СПИСОК ЗАДАНИЙ:
1. Выведите без изменений фрагмент текста о доме Устиньи Кузнецовой, который начинается со слов «Находясь в доме» и заканчивается словами «пушкинского, казачьего Уральска.».
2. Соответствуют ли тексту о доме Устиньи Кузнецовой утверждения (а) «Замужество Устиньи Кузнецовой длилось меньше двух месяцев», (б) «Улицы в этой части города сохранили прежние названия» и (в) «Дома в этом уголке города в основном двухэтажные»? На каждое ответьте «да» или «нет» и приведите решающие слова текста в точной цитате.

ИСХОДНЫЙ ТЕКСТ:
Находясь в доме Устиньи Кузнецовой на Стремянной улице, хорошо представляешь страшную судьбу этой девушки, выданной насильно замуж за «старого», каким он ей представлялся, человека. Два неполных месяца замужества, тревожная слава, затем заключение, полная беззащитность.
Не один дом на Стремянной мог бы поведать о драматических событиях, которые разыгрывались в Яицком городке. Но этот притягивал к себе особо.
Сейчас, в нынешнем Уральске, он один и остался из десятков домов южной части старого города – Куреней. Давно уже город не тот, и дома другие, и улицы переименованы. Но и сейчас этот уголок города сохраняет в себе отдалённые черты того пугачёвского, пушкинского, казачьего Уральска.
Дома здесь в основном одноэтажные, с садами да огородами. По одной из улиц, прямо от дома Устиньи Кузнецовой, вы можете выйти к Уралу. А здесь всё так же, как и сто, и двести лет назад. Крутой берег, кусты у самой воды, быстрый, мутный бег реки. Зауральские дали.

ИСХОДНЫЕ ЗАПИСИ:
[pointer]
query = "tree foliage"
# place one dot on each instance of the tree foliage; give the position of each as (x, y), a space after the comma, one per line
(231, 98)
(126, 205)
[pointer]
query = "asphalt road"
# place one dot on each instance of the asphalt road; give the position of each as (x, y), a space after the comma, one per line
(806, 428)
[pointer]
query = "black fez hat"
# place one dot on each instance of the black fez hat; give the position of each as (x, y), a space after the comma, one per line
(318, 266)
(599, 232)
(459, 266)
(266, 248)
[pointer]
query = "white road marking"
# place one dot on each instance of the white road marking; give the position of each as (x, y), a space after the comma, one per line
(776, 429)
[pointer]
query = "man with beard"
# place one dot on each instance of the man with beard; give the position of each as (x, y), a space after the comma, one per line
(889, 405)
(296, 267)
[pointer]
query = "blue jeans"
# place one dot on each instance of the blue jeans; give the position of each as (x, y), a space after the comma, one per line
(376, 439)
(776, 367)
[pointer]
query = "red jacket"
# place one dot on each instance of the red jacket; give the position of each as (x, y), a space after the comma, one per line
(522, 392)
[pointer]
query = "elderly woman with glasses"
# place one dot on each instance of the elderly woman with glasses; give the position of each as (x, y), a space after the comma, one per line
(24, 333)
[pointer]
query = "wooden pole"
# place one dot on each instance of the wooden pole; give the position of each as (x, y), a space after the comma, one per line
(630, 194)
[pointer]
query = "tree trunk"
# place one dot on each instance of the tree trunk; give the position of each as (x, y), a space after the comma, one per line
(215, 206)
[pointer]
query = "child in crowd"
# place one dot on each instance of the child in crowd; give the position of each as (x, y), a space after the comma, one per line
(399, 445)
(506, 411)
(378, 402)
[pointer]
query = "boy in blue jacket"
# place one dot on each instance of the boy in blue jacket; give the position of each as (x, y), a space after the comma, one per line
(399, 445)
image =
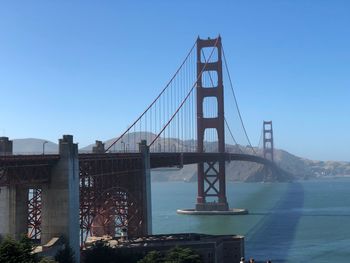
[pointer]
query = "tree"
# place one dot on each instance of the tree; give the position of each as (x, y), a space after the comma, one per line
--
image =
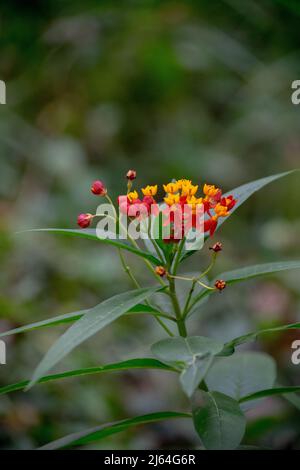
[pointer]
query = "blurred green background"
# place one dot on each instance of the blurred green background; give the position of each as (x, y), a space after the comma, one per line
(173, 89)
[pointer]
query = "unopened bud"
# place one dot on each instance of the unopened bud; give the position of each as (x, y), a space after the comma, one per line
---
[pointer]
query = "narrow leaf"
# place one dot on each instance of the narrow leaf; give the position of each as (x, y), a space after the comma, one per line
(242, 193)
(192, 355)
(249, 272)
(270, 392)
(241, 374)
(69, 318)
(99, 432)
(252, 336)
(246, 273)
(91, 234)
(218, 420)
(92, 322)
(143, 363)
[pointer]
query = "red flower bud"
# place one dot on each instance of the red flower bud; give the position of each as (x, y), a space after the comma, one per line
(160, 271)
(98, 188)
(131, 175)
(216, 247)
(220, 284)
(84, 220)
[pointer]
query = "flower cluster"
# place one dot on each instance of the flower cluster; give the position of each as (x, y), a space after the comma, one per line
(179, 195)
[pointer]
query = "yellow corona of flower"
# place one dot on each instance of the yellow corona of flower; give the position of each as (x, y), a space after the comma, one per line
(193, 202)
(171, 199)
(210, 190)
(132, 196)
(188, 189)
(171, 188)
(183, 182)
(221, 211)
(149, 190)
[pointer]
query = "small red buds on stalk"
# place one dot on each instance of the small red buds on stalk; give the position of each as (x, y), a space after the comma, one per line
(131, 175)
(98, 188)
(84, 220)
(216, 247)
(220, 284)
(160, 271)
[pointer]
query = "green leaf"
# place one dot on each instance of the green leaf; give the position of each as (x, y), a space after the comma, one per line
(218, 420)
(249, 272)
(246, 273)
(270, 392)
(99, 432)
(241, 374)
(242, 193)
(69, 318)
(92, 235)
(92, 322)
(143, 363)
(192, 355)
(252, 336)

ОТВЕТЫ:
1.
Находясь в доме Устиньи Кузнецовой на Стремянной улице, хорошо представляешь страшную судьбу этой девушки, выданной насильно замуж за «старого», каким он ей представлялся, человека. Два неполных месяца замужества, тревожная слава, затем заключение, полная беззащитность.
Не один дом на Стремянной мог бы поведать о драматических событиях, которые разыгрывались в Яицком городке. Но этот притягивал к себе особо.
Сейчас, в нынешнем Уральске, он один и остался из десятков домов южной части старого города – Куреней. Давно уже город не тот, и дома другие, и улицы переименованы. Но и сейчас этот уголок города сохраняет в себе отдалённые черты того пугачёвского, пушкинского, казачьего Уральска.

2.
(а) Да: «Два неполных месяца замужества».
(б) Нет: «и улицы переименованы».
(в) Нет: «Дома здесь в основном одноэтажные».